Scholar-led actors
The scholar-led.network brings together representatives from a variety of independent, scholar-led Diamond OA publishing initiatives, focusing on journals, books, and online publications (e.g. blogs) in German-speaking countries.
Our vision is framed by the following key principles:
- We operate on a not-for-profit basis and are committed to non-commercial activities in the spirit of FOAA
- We value open modes of cooperation, collaboration and sharing and thus practice community-led collaboration.
- We advocate for bibliodiversity in scholarly communications, while being rooted predominantly in the Humanities and Social Sciences.
- We seek to enact values and principles of openness as a non-profit-oriented, inclusionary, solidarity-based, sustainable practice.
Our goal is to represent the interests of scholar-led initiatives from German-speaking countries. We work to increase the visibility of diverse independent scholar-led publishing initiatives.
We do Open Access (OA): We realise an Open Access transformation in our respective fields of research, we organise publication processes and quality assurance procedures, and act as multipliers for the idea of fair open access in our respective research communities.

•••

**TO-DO LIST**
• a. Echo the text on scholar-led publishing word for word, starting with "We do Open Access" and going on through "respective research communities.".
• b. Proceed with the text on scholar-led publishing, continuing it from the point where it stops.

**DATA LINES**
•••

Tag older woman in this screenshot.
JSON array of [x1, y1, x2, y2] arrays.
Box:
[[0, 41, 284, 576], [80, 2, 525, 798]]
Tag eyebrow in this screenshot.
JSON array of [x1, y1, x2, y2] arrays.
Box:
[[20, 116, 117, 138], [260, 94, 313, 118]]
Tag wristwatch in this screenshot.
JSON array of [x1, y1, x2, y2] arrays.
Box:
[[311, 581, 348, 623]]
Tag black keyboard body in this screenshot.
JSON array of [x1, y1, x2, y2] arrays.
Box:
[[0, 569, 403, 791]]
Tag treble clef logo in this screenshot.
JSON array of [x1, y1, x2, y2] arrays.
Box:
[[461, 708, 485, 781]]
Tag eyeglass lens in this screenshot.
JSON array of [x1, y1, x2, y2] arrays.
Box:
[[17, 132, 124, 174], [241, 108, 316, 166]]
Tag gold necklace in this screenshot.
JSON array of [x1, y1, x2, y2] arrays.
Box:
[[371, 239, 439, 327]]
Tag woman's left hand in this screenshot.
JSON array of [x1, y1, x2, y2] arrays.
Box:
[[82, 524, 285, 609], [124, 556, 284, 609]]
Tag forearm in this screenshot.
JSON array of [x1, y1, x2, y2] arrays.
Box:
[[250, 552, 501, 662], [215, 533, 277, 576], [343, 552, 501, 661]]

•••

**IN RESPONSE**
• a.
We do Open Access (OA): We realise an Open Access transformation in our respective fields of research, we organise publication processes and quality assurance procedures, and act as multipliers for the idea of fair open access in our respective research communities.

• b.
A new journal crisis
The importance of Open Access is rapidly gaining traction. National and international research funding organisations mandate and promote OA for their funded publications. Major publishers have also recognised its potential, having turned OA into an increasingly important element of their business models. Astronomical price tags for journal subscriptions are now being replaced by exorbitantly high author-facing OA publication fees (APCs/BPCs). This, in turn, exacerbates existing inequalities while simultaneously increasing exclusions and competition, while strengthening the oligopoly of a handful of large commercial publishers.
Scholar-led initiatives that do not rely on these kinds of exclusionary author-facing publication fees can make the transition to Open Access fairer, while also fostering bibliodiversity. However, the situation of scholar-led projects – both in journal and book publishing – is characterised by (1) insufficient funding, (2) a lack of strategic direction, and (3) deficits in responsibility across disciplines and institutions.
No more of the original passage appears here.